(WHAT IS ASKED): Report each line in the data below that contains the word "acting".

(DATASET):
-- -- --

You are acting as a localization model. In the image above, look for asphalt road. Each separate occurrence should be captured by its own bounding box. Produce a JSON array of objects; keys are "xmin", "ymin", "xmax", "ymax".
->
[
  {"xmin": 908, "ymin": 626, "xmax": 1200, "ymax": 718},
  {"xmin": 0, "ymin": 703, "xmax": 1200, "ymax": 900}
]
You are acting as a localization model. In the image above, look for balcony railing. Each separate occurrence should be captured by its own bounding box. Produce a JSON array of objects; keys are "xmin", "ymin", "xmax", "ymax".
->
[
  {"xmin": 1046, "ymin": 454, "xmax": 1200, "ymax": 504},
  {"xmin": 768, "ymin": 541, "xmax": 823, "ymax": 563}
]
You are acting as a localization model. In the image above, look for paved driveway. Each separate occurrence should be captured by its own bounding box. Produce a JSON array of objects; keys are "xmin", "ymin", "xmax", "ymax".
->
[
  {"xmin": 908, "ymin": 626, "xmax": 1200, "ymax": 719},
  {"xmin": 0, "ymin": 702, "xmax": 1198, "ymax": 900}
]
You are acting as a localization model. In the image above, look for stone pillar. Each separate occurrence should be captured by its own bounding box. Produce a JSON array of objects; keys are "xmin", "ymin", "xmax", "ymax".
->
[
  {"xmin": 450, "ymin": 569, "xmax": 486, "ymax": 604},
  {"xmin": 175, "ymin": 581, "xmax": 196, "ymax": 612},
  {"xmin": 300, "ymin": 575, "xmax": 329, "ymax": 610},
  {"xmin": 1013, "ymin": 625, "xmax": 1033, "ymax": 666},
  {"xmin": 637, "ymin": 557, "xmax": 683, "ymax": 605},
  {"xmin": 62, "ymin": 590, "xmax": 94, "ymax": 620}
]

-- -- --

(THE RESPONSE):
You are acting as a localization model. In the image above, look for asphalt road. Each separate occurrence should be captured by its own bounding box. Produce a JSON array of objects; keys are "xmin", "ymin", "xmax", "ymax".
You are acting as a localization model. In the image above, look for balcony railing. Each separate occurrence should be captured by its own bounding box. Produce a JSON array of objects; keys are "xmin", "ymin", "xmax", "ymax".
You are acting as a localization model. In the image above, look for paved driveway. Each separate occurrence should be captured by its own bounding box. Produce a JSON array of objects; keys are "xmin", "ymin", "xmax", "ymax".
You are acting as a localization model. In the image above, look for stone pillar. Each separate occurrence should be captured by its own bounding box. Produce a JSON array of objects; keys are "xmin", "ymin", "xmax", "ymax".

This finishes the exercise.